--- Start of Task data ---
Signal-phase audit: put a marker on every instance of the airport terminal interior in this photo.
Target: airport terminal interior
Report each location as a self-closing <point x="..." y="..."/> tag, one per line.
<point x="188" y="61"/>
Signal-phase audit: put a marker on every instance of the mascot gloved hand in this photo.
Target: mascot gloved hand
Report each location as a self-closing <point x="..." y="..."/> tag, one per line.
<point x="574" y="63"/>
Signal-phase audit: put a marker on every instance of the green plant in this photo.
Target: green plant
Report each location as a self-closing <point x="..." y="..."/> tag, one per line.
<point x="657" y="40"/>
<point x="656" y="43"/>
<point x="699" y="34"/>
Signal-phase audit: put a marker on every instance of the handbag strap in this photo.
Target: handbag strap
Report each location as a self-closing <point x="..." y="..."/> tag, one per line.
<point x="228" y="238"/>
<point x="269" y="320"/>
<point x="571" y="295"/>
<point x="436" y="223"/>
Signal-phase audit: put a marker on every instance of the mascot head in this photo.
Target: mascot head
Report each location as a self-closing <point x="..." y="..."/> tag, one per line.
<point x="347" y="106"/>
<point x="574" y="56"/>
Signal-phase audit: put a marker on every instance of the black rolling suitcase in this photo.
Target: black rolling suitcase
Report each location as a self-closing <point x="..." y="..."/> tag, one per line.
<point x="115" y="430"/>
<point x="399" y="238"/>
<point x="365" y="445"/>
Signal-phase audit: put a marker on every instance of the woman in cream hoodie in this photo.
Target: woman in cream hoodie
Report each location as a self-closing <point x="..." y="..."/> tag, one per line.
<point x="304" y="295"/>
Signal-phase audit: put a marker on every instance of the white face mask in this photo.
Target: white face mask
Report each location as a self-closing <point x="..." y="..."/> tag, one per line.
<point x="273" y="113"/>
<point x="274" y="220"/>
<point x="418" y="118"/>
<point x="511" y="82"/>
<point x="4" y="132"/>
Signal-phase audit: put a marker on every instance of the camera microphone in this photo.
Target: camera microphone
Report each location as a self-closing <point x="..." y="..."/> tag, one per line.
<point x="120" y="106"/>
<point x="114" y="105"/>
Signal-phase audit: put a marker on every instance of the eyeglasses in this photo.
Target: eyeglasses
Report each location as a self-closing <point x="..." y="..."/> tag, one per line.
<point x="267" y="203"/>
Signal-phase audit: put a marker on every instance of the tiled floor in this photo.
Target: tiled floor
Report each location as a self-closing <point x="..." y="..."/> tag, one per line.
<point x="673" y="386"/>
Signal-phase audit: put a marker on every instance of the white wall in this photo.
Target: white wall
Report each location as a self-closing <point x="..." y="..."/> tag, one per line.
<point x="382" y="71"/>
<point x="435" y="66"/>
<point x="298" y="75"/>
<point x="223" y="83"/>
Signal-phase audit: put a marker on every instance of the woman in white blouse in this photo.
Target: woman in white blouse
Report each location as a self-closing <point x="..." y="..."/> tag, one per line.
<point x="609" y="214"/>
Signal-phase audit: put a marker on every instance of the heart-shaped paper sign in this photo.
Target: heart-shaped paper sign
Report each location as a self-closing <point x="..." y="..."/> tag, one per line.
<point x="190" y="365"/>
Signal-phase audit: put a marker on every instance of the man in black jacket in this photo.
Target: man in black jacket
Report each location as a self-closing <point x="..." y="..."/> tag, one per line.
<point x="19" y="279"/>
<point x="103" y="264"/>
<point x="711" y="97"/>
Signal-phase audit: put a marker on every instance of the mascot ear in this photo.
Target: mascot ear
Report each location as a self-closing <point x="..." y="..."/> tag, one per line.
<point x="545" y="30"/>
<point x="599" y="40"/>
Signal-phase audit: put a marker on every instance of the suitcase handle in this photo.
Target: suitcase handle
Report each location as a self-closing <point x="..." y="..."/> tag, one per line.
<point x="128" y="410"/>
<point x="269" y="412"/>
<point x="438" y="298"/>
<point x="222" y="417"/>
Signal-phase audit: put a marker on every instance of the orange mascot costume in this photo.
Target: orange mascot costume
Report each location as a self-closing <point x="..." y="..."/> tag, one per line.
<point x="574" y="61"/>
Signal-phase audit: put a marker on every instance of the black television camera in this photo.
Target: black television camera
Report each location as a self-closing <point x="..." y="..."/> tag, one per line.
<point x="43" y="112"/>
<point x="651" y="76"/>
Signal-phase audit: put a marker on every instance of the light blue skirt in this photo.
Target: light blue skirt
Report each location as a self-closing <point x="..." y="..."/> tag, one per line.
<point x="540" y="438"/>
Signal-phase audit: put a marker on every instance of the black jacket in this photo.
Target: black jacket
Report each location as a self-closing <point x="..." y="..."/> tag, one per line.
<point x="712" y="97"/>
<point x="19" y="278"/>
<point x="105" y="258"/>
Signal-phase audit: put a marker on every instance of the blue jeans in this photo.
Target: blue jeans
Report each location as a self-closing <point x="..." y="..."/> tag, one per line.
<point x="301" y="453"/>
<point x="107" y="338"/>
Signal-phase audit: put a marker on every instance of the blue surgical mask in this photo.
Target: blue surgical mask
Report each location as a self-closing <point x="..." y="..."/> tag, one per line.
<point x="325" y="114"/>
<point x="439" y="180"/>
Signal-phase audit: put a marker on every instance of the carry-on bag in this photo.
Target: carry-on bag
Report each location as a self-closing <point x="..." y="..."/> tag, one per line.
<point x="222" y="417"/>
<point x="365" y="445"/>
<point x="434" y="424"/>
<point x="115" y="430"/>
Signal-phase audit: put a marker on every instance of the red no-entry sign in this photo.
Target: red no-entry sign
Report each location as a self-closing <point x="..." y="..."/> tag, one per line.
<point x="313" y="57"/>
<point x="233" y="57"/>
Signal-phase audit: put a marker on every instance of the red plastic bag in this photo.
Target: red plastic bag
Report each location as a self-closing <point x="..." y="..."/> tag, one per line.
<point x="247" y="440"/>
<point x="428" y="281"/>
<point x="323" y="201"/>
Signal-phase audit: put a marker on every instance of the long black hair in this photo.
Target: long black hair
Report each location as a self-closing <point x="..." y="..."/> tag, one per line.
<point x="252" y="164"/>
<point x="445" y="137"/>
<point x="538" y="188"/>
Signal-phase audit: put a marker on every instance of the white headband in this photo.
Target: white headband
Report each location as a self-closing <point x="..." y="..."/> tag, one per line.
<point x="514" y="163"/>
--- End of Task data ---
■ **Task instructions**
Exactly and only the lines from the line containing "plastic bag in this photo." through the last line of the entries should be copied, both ends included.

■ **Response below**
Signal-phase audit: put a marker on every instance of the red plastic bag in this photo.
Target: red plastic bag
Report each location as a self-closing <point x="..." y="..."/> tag, one per line.
<point x="247" y="440"/>
<point x="428" y="281"/>
<point x="323" y="201"/>
Signal-phase audit: put a marker on every instance of the long black hair in this photo.
Target: long black hair
Report each location as a self-closing <point x="..." y="..."/> tag, one per line.
<point x="252" y="164"/>
<point x="445" y="137"/>
<point x="538" y="188"/>
Signal-phase audit: put a marker on every instance of the white headband in this photo.
Target: white headband
Report each location as a self-closing <point x="..." y="..."/> tag, one per line.
<point x="514" y="163"/>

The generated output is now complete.